Rule #2: If I contributed to a book (be it an introduction, afterword, my Maelstrom imprint, etc.) then it is disqualified from the list. Cover blurbs do not apply to rule #2.
Rule #3: Nepotism. Every year, someone says, “The only reason so-and-so is on your list is because you know them.” If that was true, then there would be no point in doing a Top Ten list. After working within the genre for almost 20 years, I know everybody. Publishing is a deceptively small community. Suffice to say, nepotism plays no part in this list. I read many books by many close friends this year that won’t make the list.
Click here for a complete list of the 103 books I read in 2012. If you are curious about the Top Ten lists from previous years, click here.
And now, in order, the Top Ten Books of 2012…
#1
The Strange Talent of Luther Strode by Justin Jordan and Tradd Moore, Image, Trade Paperback
Luther Strode is just your average geek – until he sends for an exercise course from the back of an old comic book. What he gets is the instruction manual from a murder cult as old as mankind that does everything that it promised – and more!

——

**Tasks to perform**:
A - Answer these questions from the book-list excerpt:
(i) Under Rule #2, what kind of contribution does not disqualify a book?
(ii) How many books does the writer say they read in 2012?
(iii) Which book is ranked #1, and who created it?
B - Extend the book-list excerpt, starting after its final sentence about Luther Strode.
The listing has no connection to the book-list excerpt.

**Material shown**:
——

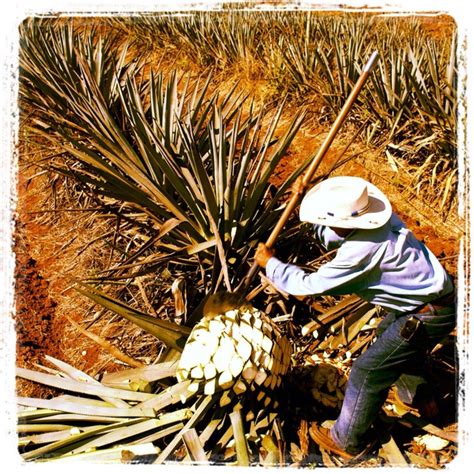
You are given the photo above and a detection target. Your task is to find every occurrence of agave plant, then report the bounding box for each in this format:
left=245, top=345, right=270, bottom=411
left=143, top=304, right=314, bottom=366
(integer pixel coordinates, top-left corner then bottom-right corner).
left=21, top=21, right=312, bottom=292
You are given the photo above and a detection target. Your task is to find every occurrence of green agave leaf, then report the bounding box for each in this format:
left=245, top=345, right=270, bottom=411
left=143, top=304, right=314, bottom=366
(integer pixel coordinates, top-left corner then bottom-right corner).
left=16, top=367, right=155, bottom=409
left=71, top=410, right=191, bottom=454
left=101, top=361, right=178, bottom=386
left=22, top=420, right=137, bottom=461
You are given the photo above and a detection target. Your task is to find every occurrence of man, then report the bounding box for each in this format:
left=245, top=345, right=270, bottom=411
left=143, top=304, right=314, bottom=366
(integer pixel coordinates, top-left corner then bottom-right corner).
left=255, top=176, right=456, bottom=459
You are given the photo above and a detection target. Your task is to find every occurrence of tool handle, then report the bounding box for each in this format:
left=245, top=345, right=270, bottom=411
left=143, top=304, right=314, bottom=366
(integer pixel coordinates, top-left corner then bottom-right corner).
left=239, top=51, right=378, bottom=290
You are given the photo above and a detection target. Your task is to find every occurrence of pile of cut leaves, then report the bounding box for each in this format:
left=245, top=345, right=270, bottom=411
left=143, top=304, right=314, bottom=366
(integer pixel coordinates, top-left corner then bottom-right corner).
left=17, top=288, right=457, bottom=468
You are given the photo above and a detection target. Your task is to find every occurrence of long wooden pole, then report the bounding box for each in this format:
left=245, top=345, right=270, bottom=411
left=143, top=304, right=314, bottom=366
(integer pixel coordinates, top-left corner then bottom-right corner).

——

**Set of answers**:
A -
(i) Cover blurbs.
(ii) 103.
(iii) The Strange Talent of Luther Strode, by Justin Jordan and Tradd Moore.

B -
Remember when monthly comic books from the Big Two were still full of ideas, rather than rebooting continuity or temporarily killing a character during that financial quarter’s big event and then sending out a press release to the media, timed for the lull between real news stories? Remember when comics were fun and violent and colorful and subversive, and straddled the action, horror, fantasy, and sci-fi genres comfortably? Remember when the same issue of a comic could offer soap opera, humor, social commentary, and a bloodbath, often on the same page?
Comics like that still exist, but you have to look to publishers other than the Big Two. One such publisher is Image, and while I know The Walking Dead is everyone’s darling, it is Jordan and Moore’s The Strange Talent of Luther Strode that really pushes the genre and medium forward, all while recapturing that feel of the past.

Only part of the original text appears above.